◆ TASK ITEM
Every line of the data is to be reproduced exactly.

╔══

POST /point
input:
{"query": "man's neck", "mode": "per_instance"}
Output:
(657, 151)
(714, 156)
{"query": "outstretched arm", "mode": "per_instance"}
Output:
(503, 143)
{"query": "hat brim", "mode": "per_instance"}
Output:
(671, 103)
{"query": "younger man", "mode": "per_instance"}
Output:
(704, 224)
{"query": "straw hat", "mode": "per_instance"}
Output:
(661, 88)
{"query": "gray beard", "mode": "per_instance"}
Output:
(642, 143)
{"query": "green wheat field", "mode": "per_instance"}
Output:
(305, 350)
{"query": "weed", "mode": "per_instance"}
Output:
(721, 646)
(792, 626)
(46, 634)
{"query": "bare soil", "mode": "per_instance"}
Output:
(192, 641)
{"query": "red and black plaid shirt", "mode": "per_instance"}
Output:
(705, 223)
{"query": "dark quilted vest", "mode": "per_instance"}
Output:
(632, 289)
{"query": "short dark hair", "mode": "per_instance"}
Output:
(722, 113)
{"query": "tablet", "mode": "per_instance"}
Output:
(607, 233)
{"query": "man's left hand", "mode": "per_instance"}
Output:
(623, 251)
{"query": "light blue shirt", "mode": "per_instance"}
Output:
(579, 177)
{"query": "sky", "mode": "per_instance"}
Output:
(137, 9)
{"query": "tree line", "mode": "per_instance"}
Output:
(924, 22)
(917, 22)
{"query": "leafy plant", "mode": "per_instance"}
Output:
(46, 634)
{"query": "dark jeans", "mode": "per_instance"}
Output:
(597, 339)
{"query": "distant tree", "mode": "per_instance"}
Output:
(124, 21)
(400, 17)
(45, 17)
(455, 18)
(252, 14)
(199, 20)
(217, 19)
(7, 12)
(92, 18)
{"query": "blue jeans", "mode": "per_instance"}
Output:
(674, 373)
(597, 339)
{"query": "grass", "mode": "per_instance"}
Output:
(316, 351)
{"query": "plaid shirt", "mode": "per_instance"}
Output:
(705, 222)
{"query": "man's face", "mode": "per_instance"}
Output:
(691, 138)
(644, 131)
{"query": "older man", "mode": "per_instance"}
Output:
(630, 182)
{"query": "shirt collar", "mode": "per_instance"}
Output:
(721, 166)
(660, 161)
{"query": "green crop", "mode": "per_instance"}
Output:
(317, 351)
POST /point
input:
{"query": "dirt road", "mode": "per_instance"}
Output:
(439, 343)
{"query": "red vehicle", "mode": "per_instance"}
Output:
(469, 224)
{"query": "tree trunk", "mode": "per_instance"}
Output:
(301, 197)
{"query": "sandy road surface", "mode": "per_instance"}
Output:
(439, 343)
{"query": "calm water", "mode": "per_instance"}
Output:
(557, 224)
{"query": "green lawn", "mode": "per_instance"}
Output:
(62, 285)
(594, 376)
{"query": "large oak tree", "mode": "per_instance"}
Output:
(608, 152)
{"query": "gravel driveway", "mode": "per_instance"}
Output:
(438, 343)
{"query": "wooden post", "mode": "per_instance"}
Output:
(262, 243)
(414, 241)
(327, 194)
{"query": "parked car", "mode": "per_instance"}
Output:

╚══

◆ ANSWER SECTION
POST /point
input:
{"query": "man's neck", "mode": "per_instance"}
Output:
(657, 151)
(714, 156)
{"query": "outstretched arm", "mode": "per_instance"}
Output:
(503, 143)
{"query": "hat brim", "mode": "per_instance"}
Output:
(671, 103)
{"query": "younger man", "mode": "per_instance"}
Output:
(704, 224)
{"query": "straw hat", "mode": "per_instance"}
Output:
(661, 88)
{"query": "gray beard", "mode": "per_instance"}
Output:
(642, 143)
{"query": "green wheat field", "mode": "per_instance"}
Output:
(305, 350)
{"query": "weed", "mode": "per_instance"}
Output:
(721, 646)
(792, 626)
(46, 634)
{"query": "bare soil", "mode": "per_instance"}
Output:
(192, 641)
{"query": "red and black plaid shirt", "mode": "per_instance"}
Output:
(705, 223)
{"query": "dark quilted vest", "mode": "per_instance"}
Output:
(632, 289)
{"query": "short dark hair", "mode": "per_instance"}
Output:
(722, 113)
{"query": "tablet", "mode": "per_instance"}
Output:
(607, 233)
{"query": "man's left hand", "mode": "per_instance"}
Output:
(623, 251)
{"query": "light blue shirt", "mode": "per_instance"}
Output:
(579, 177)
{"query": "sky", "mode": "per_instance"}
Output:
(137, 9)
{"query": "tree line", "mode": "per_instance"}
Output:
(924, 22)
(917, 22)
{"query": "leafy plant", "mode": "per_instance"}
Output:
(46, 634)
{"query": "dark jeans", "mode": "per_instance"}
Output:
(597, 339)
{"query": "distant tree", "mode": "per_instance"}
Output:
(124, 21)
(400, 17)
(45, 17)
(455, 18)
(252, 14)
(199, 20)
(217, 19)
(7, 12)
(92, 18)
{"query": "blue jeans", "mode": "per_instance"}
Output:
(674, 373)
(597, 339)
{"query": "grass", "mode": "per_instance"}
Output:
(316, 351)
{"query": "plaid shirt", "mode": "per_instance"}
Output:
(705, 222)
{"query": "man's face", "mode": "per_instance"}
Output:
(691, 138)
(644, 131)
{"query": "older man", "mode": "per_instance"}
Output:
(630, 182)
{"query": "shirt collar", "mode": "per_instance"}
Output:
(721, 166)
(660, 161)
{"query": "green crop", "mode": "per_instance"}
Output:
(317, 351)
POST /point
input:
{"query": "dirt road", "mode": "per_instance"}
Output:
(439, 343)
{"query": "red vehicle", "mode": "per_instance"}
Output:
(469, 224)
{"query": "tree trunk", "mode": "per_instance"}
Output:
(301, 197)
{"query": "sandy road surface", "mode": "per_instance"}
Output:
(439, 343)
{"query": "calm water", "mode": "per_instance"}
Output:
(557, 224)
{"query": "green lawn", "mode": "per_instance"}
Output:
(62, 285)
(594, 376)
{"query": "large oak tree", "mode": "per_instance"}
Output:
(608, 152)
{"query": "gravel driveway", "mode": "per_instance"}
Output:
(438, 343)
{"query": "wooden post", "mode": "per_instance"}
Output:
(262, 243)
(414, 241)
(327, 194)
{"query": "parked car", "mode": "per_instance"}
Output:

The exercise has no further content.